Слово или фрукт? [74]
Наранга,
Севильские апельсины, горькие, для мармелада, покупайте их несколько коротких недель в январе.
Яффа, Санкист, Аутспан – из мест, где климат теплее.
Мандарин дал свое имя цвету[75]
. Сацума и Клементин – нет.Апельсин – это источник витамина С. Морковь – витамина D. Позволяет лучше видеть в темноте. Летчики-бомбардировщики ели ее перед боевыми вылетами.
Пряности шафран и куркума – оранжевые. Шафран в Средние века ввозился сюда контрабандой с Ближнего Востока в полых серебряных палках и выращивался в Сафран Уолден[76]
. Его тычинки собирали для пасхальных куличей. Чтобы оценить всю теплоту оранжевого, взгляните на чашечку пурпурного крокуса, в которой искрятся тычинки.Оранжевый – слишком яркий для того, чтобы быть элегантным. Он придает светлому цвету лица синеватый оттенок, бледнит тех, у кого кожа отдает оранжевым, и придает зеленый тон тем, у кого кожа желтоватая.
Леонардо
…Светящееся тело кажется относительно ярче, когда оно окружено глубокими тенями…
Я никогда не испытывал симпатии к картинам Леонардо. Они похожи на детский телевизионный сериал «Хроники Нарнии». Его портреты пристально смотрят на вас холодным металлическим взглядом, а лица немного чересчур красивы или чересчур уродливы. Улыбка средневековой статуи, пересаженная на пуленепробиваемую «Мону Лизу» – и подводная «Мадонна в скалах». Я чуть не сказал «под скалами»[77]
, нужно использовать дыхательную трубку, чтобы рассмотреть эту бледную немочь. Его покровителям все это тоже не особенно нравилось – ни его работы, ни постоянные обещания и долгие задержки, ни эксперименты, из-за которых «Тайная вечеря» рассыпалась еще при его жизни.Эти картины всего лишь тень его изысканных и совершенных записных книжек; в них содержится теория Леонардо о Свете, Тени и Цвете, наиболее проницательная со времен Античности.

*Задания:*
**1.** Ответьте на вопросы по фрагменту об оранжевом цвете и Леонардо:
(a) В какое время года, согласно фрагменту, покупают севильские апельсины?
(b) Кто ел морковь перед боевыми вылетами?
(c) Чья теория о Свете, Тени и Цвете содержится в записных книжках, упомянутых во фрагменте?
**2.** Продолжите фрагмент об оранжевом цвете и Леонардо, начав сразу после его последнего предложения.
Приведенные далее строки никак не связаны с фрагментом об оранжевом цвете и Леонардо.

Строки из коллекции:
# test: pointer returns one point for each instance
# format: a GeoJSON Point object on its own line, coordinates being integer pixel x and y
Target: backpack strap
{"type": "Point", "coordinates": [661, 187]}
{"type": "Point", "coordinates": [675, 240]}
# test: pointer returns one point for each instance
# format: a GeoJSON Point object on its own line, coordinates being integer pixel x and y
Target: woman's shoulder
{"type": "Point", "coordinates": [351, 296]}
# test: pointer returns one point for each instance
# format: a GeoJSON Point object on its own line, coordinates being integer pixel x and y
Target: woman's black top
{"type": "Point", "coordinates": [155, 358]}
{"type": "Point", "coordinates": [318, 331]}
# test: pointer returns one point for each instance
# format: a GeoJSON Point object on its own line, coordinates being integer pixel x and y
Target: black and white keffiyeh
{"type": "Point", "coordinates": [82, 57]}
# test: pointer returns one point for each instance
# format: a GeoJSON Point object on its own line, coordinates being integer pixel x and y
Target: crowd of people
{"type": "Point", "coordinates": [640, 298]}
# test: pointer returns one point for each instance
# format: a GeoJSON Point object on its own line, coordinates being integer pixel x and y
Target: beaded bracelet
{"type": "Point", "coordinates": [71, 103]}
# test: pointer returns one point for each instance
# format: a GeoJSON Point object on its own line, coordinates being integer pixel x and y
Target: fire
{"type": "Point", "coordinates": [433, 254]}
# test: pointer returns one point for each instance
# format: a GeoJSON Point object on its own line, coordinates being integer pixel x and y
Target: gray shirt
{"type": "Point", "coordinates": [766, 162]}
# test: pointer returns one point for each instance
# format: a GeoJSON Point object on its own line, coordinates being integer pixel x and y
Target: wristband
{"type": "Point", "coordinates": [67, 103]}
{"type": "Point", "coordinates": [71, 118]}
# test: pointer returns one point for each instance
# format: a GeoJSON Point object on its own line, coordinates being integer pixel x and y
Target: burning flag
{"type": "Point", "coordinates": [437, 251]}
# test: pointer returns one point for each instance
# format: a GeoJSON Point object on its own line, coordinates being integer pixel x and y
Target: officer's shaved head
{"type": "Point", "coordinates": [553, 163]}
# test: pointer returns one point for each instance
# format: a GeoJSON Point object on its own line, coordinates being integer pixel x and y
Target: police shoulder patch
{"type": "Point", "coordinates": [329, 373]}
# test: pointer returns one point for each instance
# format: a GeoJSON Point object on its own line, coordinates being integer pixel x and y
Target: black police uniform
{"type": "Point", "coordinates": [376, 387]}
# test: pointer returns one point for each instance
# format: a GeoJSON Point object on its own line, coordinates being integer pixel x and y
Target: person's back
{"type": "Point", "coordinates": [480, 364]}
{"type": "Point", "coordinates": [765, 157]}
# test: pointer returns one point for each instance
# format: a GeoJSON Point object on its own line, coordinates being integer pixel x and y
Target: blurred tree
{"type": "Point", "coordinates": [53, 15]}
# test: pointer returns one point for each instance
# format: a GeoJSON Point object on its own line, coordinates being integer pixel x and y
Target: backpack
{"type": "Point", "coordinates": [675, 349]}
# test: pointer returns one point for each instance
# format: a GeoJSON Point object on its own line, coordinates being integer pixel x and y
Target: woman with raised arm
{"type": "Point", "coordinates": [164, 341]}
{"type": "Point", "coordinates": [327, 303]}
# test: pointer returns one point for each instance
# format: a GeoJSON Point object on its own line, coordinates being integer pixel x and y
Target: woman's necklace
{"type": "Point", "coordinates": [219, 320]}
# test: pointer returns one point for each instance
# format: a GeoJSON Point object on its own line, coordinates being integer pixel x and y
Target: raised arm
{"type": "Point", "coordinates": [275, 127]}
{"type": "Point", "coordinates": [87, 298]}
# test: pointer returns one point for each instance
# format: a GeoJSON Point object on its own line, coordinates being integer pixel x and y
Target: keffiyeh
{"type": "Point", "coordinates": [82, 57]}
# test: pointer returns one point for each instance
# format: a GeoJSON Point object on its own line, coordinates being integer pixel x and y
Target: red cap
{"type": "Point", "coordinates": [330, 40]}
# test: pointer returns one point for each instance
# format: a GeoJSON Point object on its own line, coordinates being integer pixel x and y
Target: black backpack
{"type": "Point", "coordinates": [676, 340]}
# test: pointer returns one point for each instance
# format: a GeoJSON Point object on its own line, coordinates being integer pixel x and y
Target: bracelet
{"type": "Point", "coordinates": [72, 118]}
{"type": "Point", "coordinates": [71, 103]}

*Ответы по заданиям:*
**1.**
(a) Несколько коротких недель в январе.
(b) Летчики-бомбардировщики.
(c) Теория Леонардо.

**2.**
Леонардо родился в 1452 году, и Вазари так рассказывает о его детстве:
…он рисовал на щите дракона, и для этого приносил в комнату сверчков, змей, бабочек, кузнечиков, летучих мышей и прочую живность, из которых он сформировал огромное ужасное существо…
Любопытство, которое Леонардо испытывал к исследованию природы, было его даром. Он не писал ни о чем, чего не наблюдал бы сам.
В молодости Леонардо любил одеваться женственно, был очень красив и умел вести беседу. Он был амбициозен, «ученик должен превзойти своего учителя», он оставил своего учителя Верроккьо далеко позади после пяти лет ученичества.
Ему нравились грубые мальчишки-воры, необработанные алмазы, такие, как Салаи, который стал его помощником в пятнадцать и остался с ним на всю жизнь.
Сексуальная жизнь Леонардо была активной и достаточно открытой, чтобы вызвать нарекания оскорбленных сограждан.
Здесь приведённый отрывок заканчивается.